**The request:**
Carry on the text below about unsecured funding for small businesses, starting right after its final sentence.

— Start of Text —

CFOs are uniquely placed to help small businesses negotiate alternative funding sources, says Dominic Buch of Caple
Securing funding can be a challenge. From our conversations with finance directors, we know that while they have options for secured funding, options for unsecured lending are limited.
Banks will usually fund an amount that reflects the assets in a business. But if a company has no further assets to offer as collateral, or if the directors do not want to commit
to personal guarantees, banks find it difficult to help.
Financial directors tell us that a funding gap of unsecured loans of between £500,000 and £5 million exists. Too big for peer-to-peer platforms but too small for the banks and debt funds.
In a service-based economy such as the UK, the lack of unsecured lending, based on an understanding of the future cash flows of the business creates an obstacle to growth, and even succession planning.
So, what do we need to do?
Accountants are trusted business advisors to the SME community and especially to the finance director.
The advice and expertise of an accountant or financial advisor is central to a successful SME funding outcome. They assist in navigating a crowded market, structuring the funding solution and preparing financial forecasts and business plans.

— End of Text —
— Start of Given information —

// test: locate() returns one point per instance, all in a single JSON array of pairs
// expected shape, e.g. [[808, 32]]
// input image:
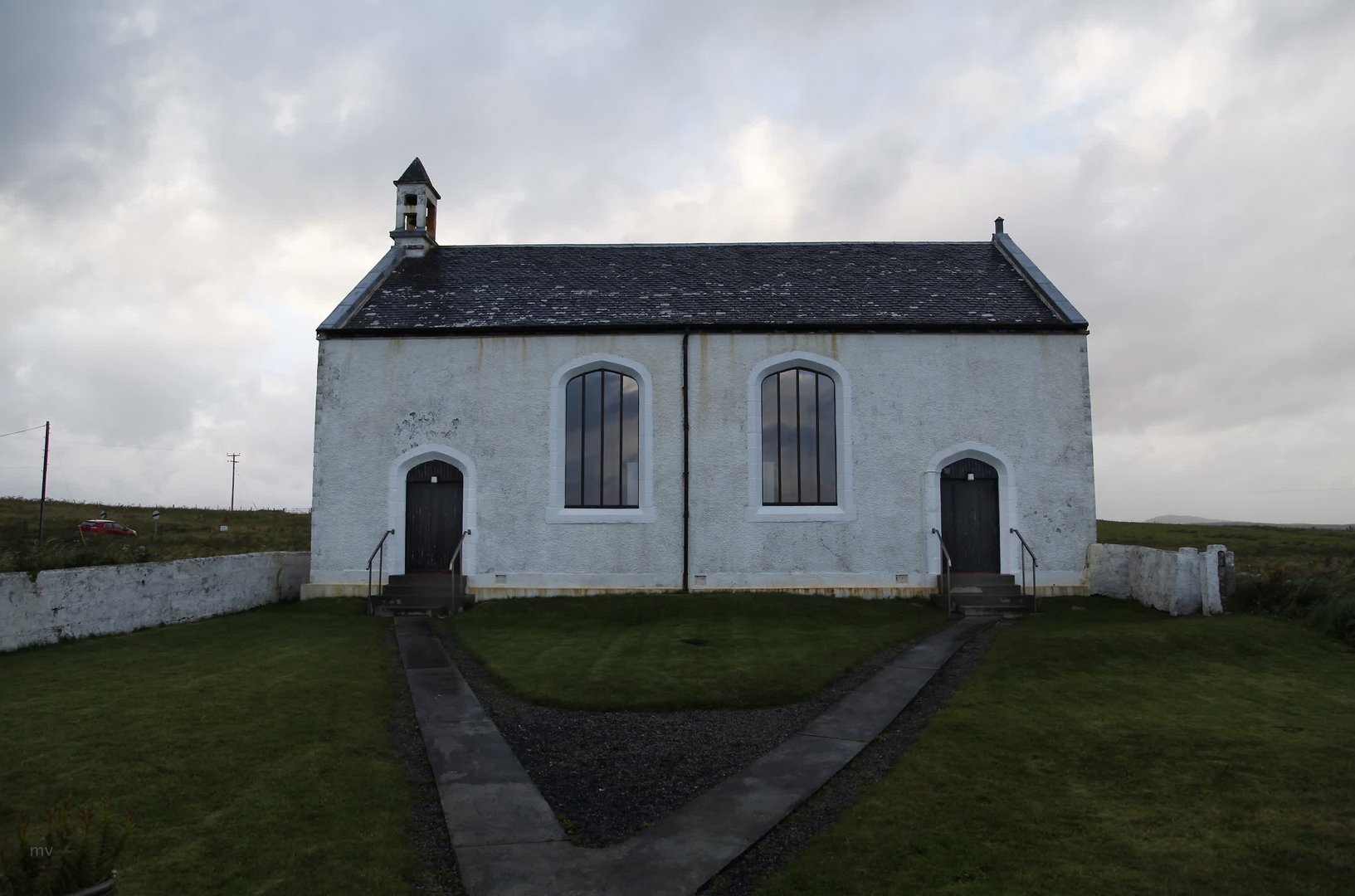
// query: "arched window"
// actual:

— End of Given information —

**The reply:**
What’s more, accountants are well-positioned to advise on the suitability of any proposed lender.
In a world where all credit was provided by high street banks, this was unnecessary. However, with a larger number of non-bank entities now in the market, understanding the quality and reputation of a creditor has never been more important.
As banks retreat from this market, alternative financers are filling the gap. For instance, Caple’s strategic alliance with BNP Paribas Asset Management enables instutional investors to invest directly in unsecured SME loans.
In addition, BNP Paribas Asset Management has the ambition to provide €1 billion in funding across Europe and €400 million in the UK per year through its SME Alternative Financing platform.
Now, through new businesses like Caple, SMEs are able to access long term flexible and unsecured debt finance of between £500,000 and £5 million.
Proving the appetite for this type of debt finance among SMEs, at Caple we have just completed our second deal. We faciliated a £4.25 million unsecured loan to Ralph Coleman International, a retail services business.
This loan follows our first UK deal of £1.5 million with Baltimore Consulting, a specialist recruitment services company based in the West of England, in the summer.
In both deals, accountants and business advisory firms were a key part of the process. Through their expertise and knowledge of their clients, they were able to originate loans and build detailed funding proposals with the FD and wider team.
With new lending models that make the best use of accountants, institutional investors and technology, financial directors can access the funding they need to develop and grow their business.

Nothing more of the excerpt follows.